DIRECTIONS. Reproduce the material below word for word, keeping every line in its original order.

DATA PROVIDED.
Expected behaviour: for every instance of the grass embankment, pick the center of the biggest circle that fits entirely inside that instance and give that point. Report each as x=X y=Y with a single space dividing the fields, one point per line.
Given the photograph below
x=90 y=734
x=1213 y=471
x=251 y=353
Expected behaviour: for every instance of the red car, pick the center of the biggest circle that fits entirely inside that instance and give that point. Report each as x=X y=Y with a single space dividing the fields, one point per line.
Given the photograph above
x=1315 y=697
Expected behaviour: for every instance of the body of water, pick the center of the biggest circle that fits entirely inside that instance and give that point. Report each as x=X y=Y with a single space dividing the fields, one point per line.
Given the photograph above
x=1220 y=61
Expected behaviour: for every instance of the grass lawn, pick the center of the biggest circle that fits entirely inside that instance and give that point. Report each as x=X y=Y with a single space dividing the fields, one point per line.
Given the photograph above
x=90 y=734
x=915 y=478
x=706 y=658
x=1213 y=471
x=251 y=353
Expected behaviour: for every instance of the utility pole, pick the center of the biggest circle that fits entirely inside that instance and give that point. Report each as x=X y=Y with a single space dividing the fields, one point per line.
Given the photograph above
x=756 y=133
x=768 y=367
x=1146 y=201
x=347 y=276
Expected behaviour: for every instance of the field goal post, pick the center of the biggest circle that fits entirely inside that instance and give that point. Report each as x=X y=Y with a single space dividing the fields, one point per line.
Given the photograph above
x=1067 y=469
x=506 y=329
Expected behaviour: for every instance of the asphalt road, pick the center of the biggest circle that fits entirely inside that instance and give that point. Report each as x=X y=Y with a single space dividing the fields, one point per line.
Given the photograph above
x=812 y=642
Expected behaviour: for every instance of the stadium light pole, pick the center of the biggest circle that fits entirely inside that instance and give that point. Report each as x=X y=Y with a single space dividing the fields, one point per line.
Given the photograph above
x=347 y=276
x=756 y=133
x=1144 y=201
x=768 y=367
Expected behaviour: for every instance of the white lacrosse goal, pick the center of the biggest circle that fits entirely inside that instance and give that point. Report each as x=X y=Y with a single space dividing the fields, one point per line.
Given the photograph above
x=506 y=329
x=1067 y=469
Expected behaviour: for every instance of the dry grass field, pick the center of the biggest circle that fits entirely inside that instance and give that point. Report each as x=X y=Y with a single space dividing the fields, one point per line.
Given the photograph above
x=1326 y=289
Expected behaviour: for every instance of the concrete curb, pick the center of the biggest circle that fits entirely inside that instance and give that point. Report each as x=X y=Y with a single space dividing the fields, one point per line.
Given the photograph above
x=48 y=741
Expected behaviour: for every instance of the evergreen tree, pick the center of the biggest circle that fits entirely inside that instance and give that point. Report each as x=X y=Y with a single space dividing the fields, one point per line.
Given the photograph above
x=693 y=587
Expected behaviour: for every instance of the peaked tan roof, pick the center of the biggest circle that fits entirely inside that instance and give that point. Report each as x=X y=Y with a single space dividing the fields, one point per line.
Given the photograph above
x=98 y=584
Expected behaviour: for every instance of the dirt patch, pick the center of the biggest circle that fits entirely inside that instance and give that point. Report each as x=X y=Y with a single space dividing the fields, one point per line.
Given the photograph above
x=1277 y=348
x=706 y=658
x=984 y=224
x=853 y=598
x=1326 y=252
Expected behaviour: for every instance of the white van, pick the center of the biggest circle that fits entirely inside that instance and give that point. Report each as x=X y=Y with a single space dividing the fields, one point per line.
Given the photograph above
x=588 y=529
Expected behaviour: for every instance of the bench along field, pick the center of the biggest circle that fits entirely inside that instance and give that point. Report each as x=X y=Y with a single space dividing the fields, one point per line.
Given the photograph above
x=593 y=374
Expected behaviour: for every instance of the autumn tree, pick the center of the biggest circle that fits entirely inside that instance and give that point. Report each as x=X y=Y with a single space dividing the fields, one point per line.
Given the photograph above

EXERCISE RESULT.
Expected behaviour: for every instance of the grass embankment, pick the center of the biggest circle that fits entirely inside that instance and give that point. Report each as x=X y=Y with a single space dividing the fields, one point per line.
Given the photograph below
x=90 y=734
x=1213 y=471
x=251 y=353
Expected behaviour: for every instance of the red car, pick the center of the biggest circle that fits entirely inside that instance and give that point. Report each as x=X y=Y with a single space dividing the fields, one point per line.
Given the photograph above
x=1315 y=697
Expected behaviour: for every instance of the body of water, pick the center of the biggest circle that fits entirely inside that instance and give that point. Report each as x=X y=Y with a single space dividing the fields, one point per line.
Given the photograph above
x=1220 y=61
Expected behaviour: for every instance of the grass lawn, pick the center of the biggest circle that fits entirely inside that instance and give that point. Report each as x=X y=Y with a single space dividing the fields, one point per line.
Given the photograph above
x=90 y=734
x=915 y=478
x=706 y=658
x=1213 y=471
x=251 y=353
Expected behaviour: for every instance of the utility pole, pick the center of the biggest circle that fits entirely inside that instance and give that point. Report each as x=X y=Y with a single space dividing the fields, one point per line.
Given the photograph above
x=756 y=133
x=768 y=367
x=1146 y=201
x=347 y=276
Expected behaviour: for every instance of the field goal post, pick the center of the biggest circle that fits entirely inside that instance and give that point. Report each as x=X y=Y with a single space dividing the fields, one point per line.
Given the photograph above
x=1067 y=469
x=506 y=329
Expected behaviour: for every instance of the asphalt road, pick the center of the biggest circle that fits entirely inside that instance and give that point. Report each as x=X y=Y with a single space dividing the fields, one point per line.
Given the photograph above
x=812 y=642
Expected behaviour: for every instance of the stadium light pole, pick the center of the biggest circle that fits entirely inside that instance and give that point. Report each as x=X y=Y with a single space dividing the fields, one point per line.
Given the photograph above
x=347 y=276
x=756 y=133
x=1144 y=201
x=768 y=367
Expected behaviour: for every instance of the white lacrosse goal, pick the center of the biggest circle that fits entirely inside that instance and give that point. Report each as x=X y=Y with a single space dividing the fields, one point per line.
Given the photograph above
x=506 y=329
x=1067 y=469
Expected behaviour: for every instance of the dry grass field, pick the center of the biggest circle that fits entirely inside that instance and give that point. Report each as x=X y=Y with a single space dividing the fields, one point per line.
Given the photograph above
x=1326 y=289
Expected behaviour: for every instance of the concrete curb, pick the center of the biggest circle that fits entirely inside that instance and give that point. Report each as x=X y=Y with a single space dividing the fields, one point per line.
Given the photograph above
x=48 y=741
Expected behaviour: for every instance of the evergreen tree, pick the center of the biggest circle that fits entirely inside that instance and give that point. Report each as x=X y=Y with a single space dividing the fields, one point per line.
Given the photograph above
x=693 y=587
Expected behaviour: for every instance of the peaked tan roof, pick the center of the biggest circle that fits entirely inside that instance and give that point. Report each as x=X y=Y with a single space dividing the fields, one point per line.
Given the photograph above
x=98 y=584
Expected behaviour: for every instance of the dirt patch, pick the center of the biggest circle that fits entirely inside that instance and give that point. Report each as x=X y=Y with a single space dividing the fields, one point per line.
Given the photograph above
x=1277 y=348
x=706 y=658
x=984 y=224
x=853 y=598
x=1326 y=252
Expected behaviour: for every instance of the white van, pick the center of the biggest circle that fits entirely inside that instance and give that point. Report each as x=X y=Y with a single space dividing the fields, one point per line.
Given the photograph above
x=588 y=529
Expected behaviour: for every instance of the bench along field, pick the center of the biggest circle that fits entirely inside that instance and give that point. Report each as x=X y=Y with a single space dividing the fields, one point per line.
Given the photograph above
x=593 y=374
Expected behaviour: for every instance of the autumn tree, pick the center of the biggest circle that fits entirely inside that instance and give that point. Report each as x=X y=Y with a single space dividing the fields, one point per line.
Given the photograph above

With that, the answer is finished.